__ACTIVITY__
Each record below is to be restated word for word.

START MATERIAL PROVIDED

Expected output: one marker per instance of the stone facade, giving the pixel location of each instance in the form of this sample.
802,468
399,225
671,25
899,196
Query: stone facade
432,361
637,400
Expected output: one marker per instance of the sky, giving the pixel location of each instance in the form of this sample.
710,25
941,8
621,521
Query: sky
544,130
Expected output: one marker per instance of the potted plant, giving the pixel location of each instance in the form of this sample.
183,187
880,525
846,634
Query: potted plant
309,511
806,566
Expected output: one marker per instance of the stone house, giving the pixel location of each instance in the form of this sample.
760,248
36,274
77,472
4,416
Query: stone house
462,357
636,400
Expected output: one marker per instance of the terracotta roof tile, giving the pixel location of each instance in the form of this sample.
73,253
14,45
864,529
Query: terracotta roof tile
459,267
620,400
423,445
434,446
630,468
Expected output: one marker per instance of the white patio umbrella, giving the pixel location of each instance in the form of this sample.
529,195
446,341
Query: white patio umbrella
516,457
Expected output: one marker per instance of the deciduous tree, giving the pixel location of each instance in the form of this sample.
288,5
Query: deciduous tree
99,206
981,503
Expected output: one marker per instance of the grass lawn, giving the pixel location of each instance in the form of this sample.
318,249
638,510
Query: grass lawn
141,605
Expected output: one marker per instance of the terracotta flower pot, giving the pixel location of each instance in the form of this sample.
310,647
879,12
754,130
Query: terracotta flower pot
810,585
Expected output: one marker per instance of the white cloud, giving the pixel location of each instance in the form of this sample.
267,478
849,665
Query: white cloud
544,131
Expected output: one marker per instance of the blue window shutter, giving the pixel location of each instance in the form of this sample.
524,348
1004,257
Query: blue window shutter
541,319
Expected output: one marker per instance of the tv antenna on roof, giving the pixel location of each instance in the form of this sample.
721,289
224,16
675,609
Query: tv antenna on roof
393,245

END MATERIAL PROVIDED

__REPLY__
Expected output: one marker per instance of the stone facade, giving the pixel location of each instance in the form of this sample.
802,468
399,225
671,25
899,196
Query: stone facade
432,361
637,400
Expected output: one marker per instance of the sky, giving the pixel location of each instance in the form of this sample.
710,25
941,8
621,521
Query: sky
544,130
Expected output: one marker per instance of the potted plant, giving the pixel location of each instance in the form of this sample.
183,187
880,525
846,634
Query: potted plant
309,511
806,566
Expected output: one marker per instance of the stone house, giving the pixel location of each instance in the form of this sample.
760,248
36,274
77,472
4,416
Query: stone house
462,357
636,400
Expected output: one marker per instance of the terracotta roof tile, giving the pixel location of each instance in the form of this sample.
73,253
14,45
864,529
Query: terracotta roof tile
459,267
620,400
423,445
434,446
630,468
Expected output: one marker per instance of the white patio umbrella, giving the pixel location of each instance in the form of this sample.
529,195
446,341
Query: white patio umbrella
516,457
Expected output: one marker per instance of the deciduous tree, giving the pixel location of each instance in the form of this sample.
288,5
Query: deciduous tree
99,206
981,503
Expected output: one marker per instance of the grass lawn, giving the pixel location of each instance in the form of this sample.
318,249
638,510
Query: grass lawn
141,605
Expected output: one marker per instance of the terracotta flower pot, giving the pixel location of each instance in the form of this sample.
310,647
879,12
754,130
Query: terracotta flower pot
810,585
Expected output: one marker per instance of the white cloud, giving the pixel location of each instance in the form of this sample.
267,478
849,665
Query: white cloud
544,131
Expected output: one marker per instance of the blue window shutter, giving the pixel location of each instance in the form of this sample.
524,348
1004,257
Query: blue window shutter
541,319
Expected output: one marker per instance of the tv antenna on roof, giving the pixel location of each instance in the form of this sample.
721,289
224,16
675,609
Query: tv antenna on roof
393,245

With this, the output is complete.